* PAGE
March 2008

Monthly Archive

So that’s why I keep seeing stuff about pranks I can play

Posted by Shokufeh on 31 Mar 2008 | Tagged as: Uncategorized

I’m suddenly realizing that tomorrow is April Fool’s day.  I knew March was ending today, but I hadn’t connected that with April starting tomorrow.  It seems like it’s too soon to be April.  I’m not ready.

A week-old post

Posted by Shokufeh on 27 Mar 2008 | Tagged as: Uncategorized

I’ve been under the impression that I blogged a week ago. Turns out it’s been ten days. In my defense, a week ago, I did actually write something. But it got lost between save and publish. What I wrote was something along the lines of…

This morning, I went to Lance’s funeral. Or, rather, the visitation. A sad way to start the day. I’ve been trying to hold on to the image of how he was in life, rather than how he looked in the casket. Other images I’ve also been focusing on:

  • His father, standing in front of the casket, studying him. As I think about it, I’m reminded of the way sometimes Sam and I watch MrMan while he’s sleeping, as if we can’t get enough of him during his waking hours.
  • A group of teenage girls that were going to the church as we were leaving. Two were dressed up, teetering in high heels and short skirts. The other three were sporting tshirts with Lance’s picture and name and colorful designs. I particularly admired the girl who was wearing bright red shoes and a matching purse.

That night was the Naw Ruz party. Where we discovered that yet another friend, who was among the twenty-five people at the party, also knew Lance. The smallness of New Orleans. You think that the fact that we’re all so interwoven here would mean we would all just get along.

* Excerpts of pointing data
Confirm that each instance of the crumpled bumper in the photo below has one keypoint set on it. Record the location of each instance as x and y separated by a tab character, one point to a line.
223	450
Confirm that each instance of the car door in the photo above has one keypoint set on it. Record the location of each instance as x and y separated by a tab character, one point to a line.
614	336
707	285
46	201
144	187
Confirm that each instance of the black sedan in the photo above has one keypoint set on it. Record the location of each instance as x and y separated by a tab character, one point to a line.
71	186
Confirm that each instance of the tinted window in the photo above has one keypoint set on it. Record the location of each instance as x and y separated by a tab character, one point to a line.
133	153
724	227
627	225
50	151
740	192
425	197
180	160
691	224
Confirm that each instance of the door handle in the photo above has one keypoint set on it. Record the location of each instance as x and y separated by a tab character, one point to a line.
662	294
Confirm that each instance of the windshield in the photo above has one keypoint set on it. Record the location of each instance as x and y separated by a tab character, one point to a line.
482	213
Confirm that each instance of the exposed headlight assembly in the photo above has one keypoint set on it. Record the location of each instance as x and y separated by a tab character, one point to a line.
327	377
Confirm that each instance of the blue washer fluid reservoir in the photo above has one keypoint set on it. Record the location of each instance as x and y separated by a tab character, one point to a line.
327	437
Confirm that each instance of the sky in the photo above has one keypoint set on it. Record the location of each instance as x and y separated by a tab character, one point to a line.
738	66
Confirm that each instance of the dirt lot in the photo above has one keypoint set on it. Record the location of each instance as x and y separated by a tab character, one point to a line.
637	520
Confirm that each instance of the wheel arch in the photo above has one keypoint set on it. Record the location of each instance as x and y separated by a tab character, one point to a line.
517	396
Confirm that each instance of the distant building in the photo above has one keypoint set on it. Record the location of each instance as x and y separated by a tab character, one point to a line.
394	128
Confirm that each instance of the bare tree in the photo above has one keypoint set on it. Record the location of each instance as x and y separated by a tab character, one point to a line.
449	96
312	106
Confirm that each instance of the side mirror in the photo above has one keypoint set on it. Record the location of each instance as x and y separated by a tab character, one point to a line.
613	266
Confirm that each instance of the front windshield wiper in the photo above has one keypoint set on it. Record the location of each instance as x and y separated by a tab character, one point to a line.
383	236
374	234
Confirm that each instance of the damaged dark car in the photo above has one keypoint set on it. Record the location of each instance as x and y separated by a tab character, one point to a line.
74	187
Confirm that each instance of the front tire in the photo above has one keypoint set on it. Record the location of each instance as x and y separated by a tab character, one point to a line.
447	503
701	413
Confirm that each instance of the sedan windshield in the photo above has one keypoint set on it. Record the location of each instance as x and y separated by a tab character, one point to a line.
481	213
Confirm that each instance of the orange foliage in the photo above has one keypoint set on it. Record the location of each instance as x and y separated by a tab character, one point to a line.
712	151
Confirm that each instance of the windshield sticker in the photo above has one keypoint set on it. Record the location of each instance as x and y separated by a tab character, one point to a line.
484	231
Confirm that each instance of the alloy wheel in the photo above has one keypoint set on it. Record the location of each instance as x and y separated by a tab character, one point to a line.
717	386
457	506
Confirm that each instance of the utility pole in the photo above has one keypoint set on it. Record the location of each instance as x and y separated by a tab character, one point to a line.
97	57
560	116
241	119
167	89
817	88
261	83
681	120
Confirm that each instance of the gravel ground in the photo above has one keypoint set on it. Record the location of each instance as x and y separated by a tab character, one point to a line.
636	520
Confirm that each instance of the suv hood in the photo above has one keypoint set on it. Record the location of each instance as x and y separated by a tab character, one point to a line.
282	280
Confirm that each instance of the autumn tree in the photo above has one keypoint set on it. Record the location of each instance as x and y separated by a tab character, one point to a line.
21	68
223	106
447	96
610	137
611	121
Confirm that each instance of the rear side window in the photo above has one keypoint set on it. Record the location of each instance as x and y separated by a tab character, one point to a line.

* WORK TO BE COMPLETED
Reproduce the passage of the March 2008 blog archive verbatim, from "Monthly Archive" to "I’m not ready.".

* CORRECT OUTPUT
Monthly Archive

So that’s why I keep seeing stuff about pranks I can play

Posted by Shokufeh on 31 Mar 2008 | Tagged as: Uncategorized

I’m suddenly realizing that tomorrow is April Fool’s day.  I knew March was ending today, but I hadn’t connected that with April starting tomorrow.  It seems like it’s too soon to be April.  I’m not ready.